TEXT TO READ
+===+
10. CCBlade Examples
Three examples are shown below.
The first is a complete setup for the NREL 5-MW model, the second shows how to model blade precurvature, and the final shows how to get the provided analytic gradients.
Each complete example is also included within the WISDEM/examples/10_ccblade directory.
NREL 5-MW
One example of a CCBlade application is the simulation of the NREL 5-MW reference model’s aerodynamic performance. First, define the geometry and atmospheric properties.
from math import pi
import numpy as np
import matplotlib.pyplot as plt
from wisdem.ccblade.ccblade import CCBlade, CCAirfoil
plot_flag = False
# geometry
Rhub = 1.5
Rtip = 63.0
r = np.array(
[
2.8667,
5.6000,
8.3333,
11.7500,
15.8500,
19.9500,
24.0500,
28.1500,
32.2500,
36.3500,
40.4500,
44.5500,
48.6500,
52.7500,
56.1667,
58.9000,
61.6333,
]
)
chord = np.array(
[
3.542,
3.854,
4.167,
4.557,
4.652,
4.458,
4.249,
4.007,
3.748,
3.502,
3.256,
3.010,
2.764,
2.518,
2.313,
2.086,
1.419,
]
)
theta = np.array(
[
13.308,
13.308,
13.308,
13.308,
11.480,
10.162,
9.011,
7.795,
6.544,
5.361,
4.188,
3.125,
2.319,
1.526,
0.863,
0.370,
0.106,
]
)
B = 3 # number of blades
tilt = 5.0
precone = 2.5
yaw = 0.0
nSector = 8 # azimuthal discretization
# atmosphere
rho = 1.225
mu = 1.81206e-5
# power-law wind shear profile
shearExp = 0.2
hubHt = 90.0
Airfoil aerodynamic data is specified using the CCAirfoil class.
Rather than use the default constructor, this example uses the special constructor designed to read AeroDyn files directly CCAirfoil.initFromAerodynFile().
+===+
GIVEN ENTRIES
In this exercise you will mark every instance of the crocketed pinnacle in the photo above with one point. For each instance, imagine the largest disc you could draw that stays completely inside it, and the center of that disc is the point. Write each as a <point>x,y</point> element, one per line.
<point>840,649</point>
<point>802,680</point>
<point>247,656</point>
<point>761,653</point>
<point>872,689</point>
+===+
GOAL
Copy the CCBlade examples text above in full, word for word, without leaving anything out.

SOLUTION
10. CCBlade Examples
Three examples are shown below.
The first is a complete setup for the NREL 5-MW model, the second shows how to model blade precurvature, and the final shows how to get the provided analytic gradients.
Each complete example is also included within the WISDEM/examples/10_ccblade directory.
NREL 5-MW
One example of a CCBlade application is the simulation of the NREL 5-MW reference model’s aerodynamic performance. First, define the geometry and atmospheric properties.
from math import pi
import numpy as np
import matplotlib.pyplot as plt
from wisdem.ccblade.ccblade import CCBlade, CCAirfoil
plot_flag = False
# geometry
Rhub = 1.5
Rtip = 63.0
r = np.array(
[
2.8667,
5.6000,
8.3333,
11.7500,
15.8500,
19.9500,
24.0500,
28.1500,
32.2500,
36.3500,
40.4500,
44.5500,
48.6500,
52.7500,
56.1667,
58.9000,
61.6333,
]
)
chord = np.array(
[
3.542,
3.854,
4.167,
4.557,
4.652,
4.458,
4.249,
4.007,
3.748,
3.502,
3.256,
3.010,
2.764,
2.518,
2.313,
2.086,
1.419,
]
)
theta = np.array(
[
13.308,
13.308,
13.308,
13.308,
11.480,
10.162,
9.011,
7.795,
6.544,
5.361,
4.188,
3.125,
2.319,
1.526,
0.863,
0.370,
0.106,
]
)
B = 3 # number of blades
tilt = 5.0
precone = 2.5
yaw = 0.0
nSector = 8 # azimuthal discretization
# atmosphere
rho = 1.225
mu = 1.81206e-5
# power-law wind shear profile
shearExp = 0.2
hubHt = 90.0
Airfoil aerodynamic data is specified using the CCAirfoil class.
Rather than use the default constructor, this example uses the special constructor designed to read AeroDyn files directly CCAirfoil.initFromAerodynFile().